- Quoted text:
# Any reason to assume that M1 Pro/Max Macs will need less RAM than M1 (or Intel) Macs?



## Vik (Oct 20, 2021)

This has been discussed earlier, but back then M1 vs. Intel was the topic. Based on all the differences between M1 and M1 Pro/Max, I'm slightly more optimistic about being able to get more out of 32 or 6g gb RAM on these Macs than one could from earlier Macs. Anyone?


----------



## rnb_2 (Oct 20, 2021)

It's possible that the combination of very high-speed PCIe 4.0 NVMe internal drives and the memory bandwidth of the M1 Pro/Max might make streaming everything direct from disk more feasible than it was in the past, but I think that there is going to have be some optimization on the software side to really take advantage of it, and that will take some time.


----------



## KEM (Oct 20, 2021)

From what I understand the M1 chips already have memory built into them, and the optimization for M1 is very good since developers will only have to program for one chip on one operating system, I’m not super tech savvy but from the numbers I’ve seen it does look like M1 Macs won’t need as much RAM as their Intel/AMD counterparts


----------



## rnb_2 (Oct 20, 2021)

- Given instruction 1:
Pick out each line of the entries that includes the word "green".
The forum thread and the entries are unrelated and should be treated as separate material.

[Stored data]

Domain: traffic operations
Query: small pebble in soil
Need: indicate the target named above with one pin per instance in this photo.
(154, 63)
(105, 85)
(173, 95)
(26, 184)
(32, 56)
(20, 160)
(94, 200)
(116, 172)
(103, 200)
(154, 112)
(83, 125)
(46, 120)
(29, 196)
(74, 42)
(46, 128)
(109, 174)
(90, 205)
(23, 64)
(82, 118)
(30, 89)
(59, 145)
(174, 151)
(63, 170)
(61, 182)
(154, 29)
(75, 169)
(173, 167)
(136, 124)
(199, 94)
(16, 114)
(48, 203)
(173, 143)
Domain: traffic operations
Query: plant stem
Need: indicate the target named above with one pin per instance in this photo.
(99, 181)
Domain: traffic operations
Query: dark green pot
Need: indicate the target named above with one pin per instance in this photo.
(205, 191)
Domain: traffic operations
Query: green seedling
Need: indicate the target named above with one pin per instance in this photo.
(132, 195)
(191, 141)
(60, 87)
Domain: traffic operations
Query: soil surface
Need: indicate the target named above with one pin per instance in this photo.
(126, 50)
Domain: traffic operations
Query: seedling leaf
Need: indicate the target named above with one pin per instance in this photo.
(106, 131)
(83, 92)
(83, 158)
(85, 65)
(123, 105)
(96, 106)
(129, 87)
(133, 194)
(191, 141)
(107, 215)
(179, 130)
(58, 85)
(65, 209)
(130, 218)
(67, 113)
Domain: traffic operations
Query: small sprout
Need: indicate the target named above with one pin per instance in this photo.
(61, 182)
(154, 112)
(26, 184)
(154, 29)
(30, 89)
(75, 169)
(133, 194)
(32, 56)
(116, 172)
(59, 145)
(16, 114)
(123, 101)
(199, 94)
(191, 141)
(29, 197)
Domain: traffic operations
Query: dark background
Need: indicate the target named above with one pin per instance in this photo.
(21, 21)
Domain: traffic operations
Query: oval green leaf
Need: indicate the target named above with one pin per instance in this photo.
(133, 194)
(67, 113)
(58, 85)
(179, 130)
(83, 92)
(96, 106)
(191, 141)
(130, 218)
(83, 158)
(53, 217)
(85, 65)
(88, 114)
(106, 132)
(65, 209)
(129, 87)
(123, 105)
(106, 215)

--

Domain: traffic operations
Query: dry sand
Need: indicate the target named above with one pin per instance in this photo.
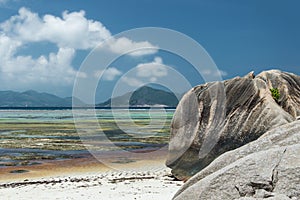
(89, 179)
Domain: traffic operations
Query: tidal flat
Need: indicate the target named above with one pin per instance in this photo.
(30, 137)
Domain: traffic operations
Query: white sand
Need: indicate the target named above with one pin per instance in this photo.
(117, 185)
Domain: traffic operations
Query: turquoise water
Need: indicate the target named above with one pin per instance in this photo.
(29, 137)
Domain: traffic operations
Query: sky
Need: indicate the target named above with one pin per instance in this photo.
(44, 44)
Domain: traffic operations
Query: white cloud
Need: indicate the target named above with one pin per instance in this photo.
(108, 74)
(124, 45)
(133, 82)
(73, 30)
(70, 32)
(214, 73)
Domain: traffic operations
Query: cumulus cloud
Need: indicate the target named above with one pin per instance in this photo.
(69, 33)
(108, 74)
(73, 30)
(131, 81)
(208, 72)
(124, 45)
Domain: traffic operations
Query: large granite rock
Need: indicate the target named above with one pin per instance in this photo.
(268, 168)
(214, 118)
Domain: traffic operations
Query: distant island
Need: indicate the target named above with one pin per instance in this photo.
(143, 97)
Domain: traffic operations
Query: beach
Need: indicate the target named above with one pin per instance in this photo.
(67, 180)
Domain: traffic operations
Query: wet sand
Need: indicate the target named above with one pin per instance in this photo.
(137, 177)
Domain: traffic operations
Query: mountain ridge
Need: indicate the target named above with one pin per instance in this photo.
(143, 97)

==

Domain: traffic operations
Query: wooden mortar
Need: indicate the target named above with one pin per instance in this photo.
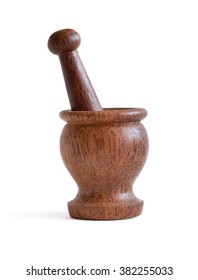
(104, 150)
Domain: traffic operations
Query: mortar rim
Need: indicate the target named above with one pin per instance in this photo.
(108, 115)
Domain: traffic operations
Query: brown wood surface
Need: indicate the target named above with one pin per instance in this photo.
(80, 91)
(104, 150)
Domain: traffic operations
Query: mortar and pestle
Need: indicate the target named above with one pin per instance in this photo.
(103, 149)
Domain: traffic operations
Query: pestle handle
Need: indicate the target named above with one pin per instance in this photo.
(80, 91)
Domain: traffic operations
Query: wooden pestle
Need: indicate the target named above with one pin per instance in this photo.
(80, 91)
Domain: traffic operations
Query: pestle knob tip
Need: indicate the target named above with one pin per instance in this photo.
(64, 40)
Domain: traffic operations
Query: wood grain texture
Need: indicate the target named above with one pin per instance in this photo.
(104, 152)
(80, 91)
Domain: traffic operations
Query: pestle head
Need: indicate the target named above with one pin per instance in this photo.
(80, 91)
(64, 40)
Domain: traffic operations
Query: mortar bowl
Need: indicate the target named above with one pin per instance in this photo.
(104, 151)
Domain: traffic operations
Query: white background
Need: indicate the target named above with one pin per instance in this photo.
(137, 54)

- Given instruction 2:
Carry on the forum thread about whether M1 Pro/Max Macs need less RAM, picking up right after its final line.

- Answer 1:
Query: dark green pot
Query: green seedling
Query: oval green leaf

- Answer 2:
KEM said:


> From what I understand the M1 chips already have memory built into them, and the optimization for M1 is very good since developers will only have to program for one chip on one operating system, I’m not super tech savvy but from the numbers I’ve seen it does look like M1 Macs won’t need as much RAM as their Intel/AMD counterparts


Sort of - the RAM is on the same physical package as the CPU/GPU/etc, but is not actually part of the chip. They're basically reducing the distance that information has to travel between the RAM and processors, while also making the entire pool of RAM available to everything, thus reducing the constant copying of data from system RAM to video RAM.

While it would be fairly straightforward to optimize for M1 if you use Apple's tools, cross-platform developers (like most of the companies we talk about on VI-C) like to maintain as much common code as possible, and that can make the optimization process more complicated and time-consuming.


----------



## cedricm (Oct 20, 2021)

Vik said:


> This has been discussed earlier, but back then M1 vs. Intel was the topic. Based on all the differences between M1 and M1 Pro/Max, I'm slightly more optimistic about being able to get more out of 32 or 6g gb RAM on these Macs than one could from earlier Macs. Anyone?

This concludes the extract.